◆ Page text
--------------------

The 4th annual FARAH conferences gave me a chance to highlight the health impacts of exposure to mixtures of endocrine disrupting chemicals by studying the transactivities of the Aryl hydrocarbon Receptor (AhR) in vitro assays. That was quite a challenge for me as this is the first time I had presented at a conference with both experts and non-specialised audiences. From the conference, I learned how to talk simply and better communicate with the audiences through enthusiasm.

The Department of Fundamental and Applied Research for Animals and Health (FARAH) in the University of Liège organizes an annual scientific day called the FARAH Day. This meeting offers an opportunity for all academics, scientists, technical, administrative staff and young students to interact and exchange their research interests, and also promotes the social life within the FARAH.

Endocrine disruptors have been associated with many kinds of cancers, as well as dysfunctional reproductive systems or offspring abnormal developments. We often see the toxicity of an endocrine disruptor (e.g. dioxins) as its single effect. But humans nowadays are exposed to a ‘cocktail’ of endocrine disruptors at the same time, rather than to one compound then to the others. In this study, we found that in vitro exposure to a mixture of 29 persistent organic pollutants reduced significantly AhR activities. Particularly, the effect is profound when the mixture concentration is 75 times higher than their levels in the human blood. That can lead to an adverse effect on human health and also a possible impact on the activities of other signaling pathways, including those mediated by estrogen receptors.

--------------------

◆ Source information

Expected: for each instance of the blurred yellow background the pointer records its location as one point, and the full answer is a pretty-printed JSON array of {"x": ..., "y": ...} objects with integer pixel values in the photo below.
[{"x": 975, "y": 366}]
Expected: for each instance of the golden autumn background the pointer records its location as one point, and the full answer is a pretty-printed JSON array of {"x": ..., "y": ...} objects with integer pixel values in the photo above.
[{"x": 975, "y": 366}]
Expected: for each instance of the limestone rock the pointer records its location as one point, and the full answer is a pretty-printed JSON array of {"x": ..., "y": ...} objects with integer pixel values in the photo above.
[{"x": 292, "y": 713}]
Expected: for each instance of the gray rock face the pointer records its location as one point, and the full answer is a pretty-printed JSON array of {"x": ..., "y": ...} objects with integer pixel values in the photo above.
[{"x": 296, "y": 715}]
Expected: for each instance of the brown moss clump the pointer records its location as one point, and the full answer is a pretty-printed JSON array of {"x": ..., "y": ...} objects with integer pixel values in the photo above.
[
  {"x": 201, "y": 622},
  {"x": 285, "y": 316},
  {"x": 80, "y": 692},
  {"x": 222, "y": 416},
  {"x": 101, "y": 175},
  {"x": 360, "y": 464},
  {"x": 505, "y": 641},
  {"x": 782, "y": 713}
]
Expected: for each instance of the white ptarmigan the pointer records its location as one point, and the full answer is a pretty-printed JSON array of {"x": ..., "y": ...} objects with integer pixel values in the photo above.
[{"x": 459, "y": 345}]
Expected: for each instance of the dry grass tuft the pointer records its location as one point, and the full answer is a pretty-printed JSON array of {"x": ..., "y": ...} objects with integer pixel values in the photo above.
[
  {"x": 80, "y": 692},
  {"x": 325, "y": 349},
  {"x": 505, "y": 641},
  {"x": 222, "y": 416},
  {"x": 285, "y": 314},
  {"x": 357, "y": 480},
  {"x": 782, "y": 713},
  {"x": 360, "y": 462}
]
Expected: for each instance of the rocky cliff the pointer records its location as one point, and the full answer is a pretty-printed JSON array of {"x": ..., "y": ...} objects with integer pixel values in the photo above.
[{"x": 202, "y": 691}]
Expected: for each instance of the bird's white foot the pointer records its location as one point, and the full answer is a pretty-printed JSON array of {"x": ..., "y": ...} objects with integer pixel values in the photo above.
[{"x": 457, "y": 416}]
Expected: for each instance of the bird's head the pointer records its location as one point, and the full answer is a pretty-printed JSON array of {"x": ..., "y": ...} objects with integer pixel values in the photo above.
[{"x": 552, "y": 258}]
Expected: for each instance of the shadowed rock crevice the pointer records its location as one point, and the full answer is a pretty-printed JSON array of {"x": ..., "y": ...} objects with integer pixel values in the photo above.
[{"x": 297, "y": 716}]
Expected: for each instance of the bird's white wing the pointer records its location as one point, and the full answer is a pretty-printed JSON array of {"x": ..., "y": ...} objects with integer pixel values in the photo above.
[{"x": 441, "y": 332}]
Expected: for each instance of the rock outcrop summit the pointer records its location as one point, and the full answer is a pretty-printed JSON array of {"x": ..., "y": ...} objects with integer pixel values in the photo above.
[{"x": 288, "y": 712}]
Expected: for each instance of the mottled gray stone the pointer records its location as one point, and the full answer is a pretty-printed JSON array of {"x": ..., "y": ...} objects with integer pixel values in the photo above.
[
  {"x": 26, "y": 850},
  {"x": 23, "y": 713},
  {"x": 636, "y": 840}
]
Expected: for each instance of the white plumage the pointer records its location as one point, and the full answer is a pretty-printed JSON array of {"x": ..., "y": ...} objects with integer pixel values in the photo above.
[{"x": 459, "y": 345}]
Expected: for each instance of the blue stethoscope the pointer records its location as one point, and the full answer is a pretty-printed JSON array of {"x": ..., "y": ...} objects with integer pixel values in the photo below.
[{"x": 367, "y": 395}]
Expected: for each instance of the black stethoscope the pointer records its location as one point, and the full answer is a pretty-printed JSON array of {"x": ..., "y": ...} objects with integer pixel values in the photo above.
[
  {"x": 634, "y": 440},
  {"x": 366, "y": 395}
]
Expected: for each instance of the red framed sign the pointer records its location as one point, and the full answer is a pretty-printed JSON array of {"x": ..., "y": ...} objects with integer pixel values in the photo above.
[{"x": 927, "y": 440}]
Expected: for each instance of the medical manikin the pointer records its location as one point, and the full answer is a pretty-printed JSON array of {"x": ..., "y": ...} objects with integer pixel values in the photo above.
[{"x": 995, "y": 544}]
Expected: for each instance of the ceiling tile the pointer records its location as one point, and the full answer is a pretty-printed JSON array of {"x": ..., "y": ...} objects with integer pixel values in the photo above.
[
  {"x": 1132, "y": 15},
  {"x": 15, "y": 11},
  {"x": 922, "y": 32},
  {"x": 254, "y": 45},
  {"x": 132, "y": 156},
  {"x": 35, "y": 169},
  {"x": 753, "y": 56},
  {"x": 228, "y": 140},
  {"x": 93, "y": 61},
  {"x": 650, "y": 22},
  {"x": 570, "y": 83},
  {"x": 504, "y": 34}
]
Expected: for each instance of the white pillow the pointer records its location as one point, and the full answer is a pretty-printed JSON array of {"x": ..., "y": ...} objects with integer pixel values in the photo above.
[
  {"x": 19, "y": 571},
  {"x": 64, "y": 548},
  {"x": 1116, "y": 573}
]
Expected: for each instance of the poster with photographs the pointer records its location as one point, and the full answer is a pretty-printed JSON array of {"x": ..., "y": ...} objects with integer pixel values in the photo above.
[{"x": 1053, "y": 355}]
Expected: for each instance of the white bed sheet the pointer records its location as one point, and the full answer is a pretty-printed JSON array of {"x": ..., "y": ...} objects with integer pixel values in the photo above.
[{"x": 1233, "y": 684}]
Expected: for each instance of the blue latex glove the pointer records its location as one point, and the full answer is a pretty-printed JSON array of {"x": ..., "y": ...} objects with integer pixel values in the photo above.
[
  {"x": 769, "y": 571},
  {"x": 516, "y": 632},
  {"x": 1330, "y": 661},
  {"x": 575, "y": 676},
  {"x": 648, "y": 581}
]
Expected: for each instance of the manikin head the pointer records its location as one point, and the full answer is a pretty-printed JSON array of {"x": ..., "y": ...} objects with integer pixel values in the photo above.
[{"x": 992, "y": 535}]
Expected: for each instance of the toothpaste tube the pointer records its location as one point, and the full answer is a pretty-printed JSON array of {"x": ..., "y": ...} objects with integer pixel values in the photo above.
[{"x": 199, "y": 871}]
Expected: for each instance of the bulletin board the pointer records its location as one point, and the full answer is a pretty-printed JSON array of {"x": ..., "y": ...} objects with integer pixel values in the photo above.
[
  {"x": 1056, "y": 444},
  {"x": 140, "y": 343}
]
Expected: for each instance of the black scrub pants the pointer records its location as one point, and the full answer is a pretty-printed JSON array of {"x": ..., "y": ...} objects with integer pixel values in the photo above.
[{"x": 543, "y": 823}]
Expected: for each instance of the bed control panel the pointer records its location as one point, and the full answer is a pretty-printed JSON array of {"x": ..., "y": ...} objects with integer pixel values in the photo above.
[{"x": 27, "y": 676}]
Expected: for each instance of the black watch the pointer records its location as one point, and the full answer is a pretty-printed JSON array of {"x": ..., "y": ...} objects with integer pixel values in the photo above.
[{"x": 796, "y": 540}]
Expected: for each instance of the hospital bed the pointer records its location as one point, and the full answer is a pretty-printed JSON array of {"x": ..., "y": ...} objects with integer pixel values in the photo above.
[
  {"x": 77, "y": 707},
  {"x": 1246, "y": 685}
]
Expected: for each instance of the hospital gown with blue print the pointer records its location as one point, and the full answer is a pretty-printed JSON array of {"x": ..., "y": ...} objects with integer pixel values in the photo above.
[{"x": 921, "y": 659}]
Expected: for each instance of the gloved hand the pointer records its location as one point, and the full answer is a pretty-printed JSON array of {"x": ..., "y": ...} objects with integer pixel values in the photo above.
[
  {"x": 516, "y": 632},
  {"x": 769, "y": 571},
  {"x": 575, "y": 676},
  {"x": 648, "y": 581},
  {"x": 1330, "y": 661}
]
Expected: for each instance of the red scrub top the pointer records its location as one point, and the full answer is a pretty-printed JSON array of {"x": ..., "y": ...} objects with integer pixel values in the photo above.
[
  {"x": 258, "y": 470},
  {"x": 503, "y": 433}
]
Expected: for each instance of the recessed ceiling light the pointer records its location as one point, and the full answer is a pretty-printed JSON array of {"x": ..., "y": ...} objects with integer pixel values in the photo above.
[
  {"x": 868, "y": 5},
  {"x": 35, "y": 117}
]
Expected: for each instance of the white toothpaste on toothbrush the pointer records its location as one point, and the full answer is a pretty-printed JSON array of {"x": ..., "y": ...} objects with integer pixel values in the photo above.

--------------------

◆ Problem 1
Duplicate the FARAH conference text starting at "The 4th annual" and ending at "within the FARAH.".
◆ Problem 2
Summarize the FARAH conference text in two sentences.
◆ Problem 3
Answer these questions from the FARAH conference text.
(a) Which university is the FARAH Department part of?
(b) How many persistent organic pollutants were in the mixture tested?
(c) How many times higher than human blood levels was the mixture concentration at which the effect was most profound?
The rows play no part in the work here.

◆ Result 1
The 4th annual FARAH conferences gave me a chance to highlight the health impacts of exposure to mixtures of endocrine disrupting chemicals by studying the transactivities of the Aryl hydrocarbon Receptor (AhR) in vitro assays. That was quite a challenge for me as this is the first time I had presented at a conference with both experts and non-specialised audiences. From the conference, I learned how to talk simply and better communicate with the audiences through enthusiasm.

The Department of Fundamental and Applied Research for Animals and Health (FARAH) in the University of Liège organizes an annual scientific day called the FARAH Day. This meeting offers an opportunity for all academics, scientists, technical, administrative staff and young students to interact and exchange their research interests, and also promotes the social life within the FARAH.

◆ Result 2
The FARAH Department at the University of Liège holds an annual scientific day, where the writer presented research on how mixtures of endocrine disrupting chemicals affect Aryl hydrocarbon Receptor (AhR) activity in vitro. The study found that a mixture of 29 persistent organic pollutants significantly reduced AhR activities, most profoundly at 75 times human blood levels, which could harm human health and affect other signaling pathways.

◆ Result 3
(a) The University of Liège.
(b) 29.
(c) 75 times.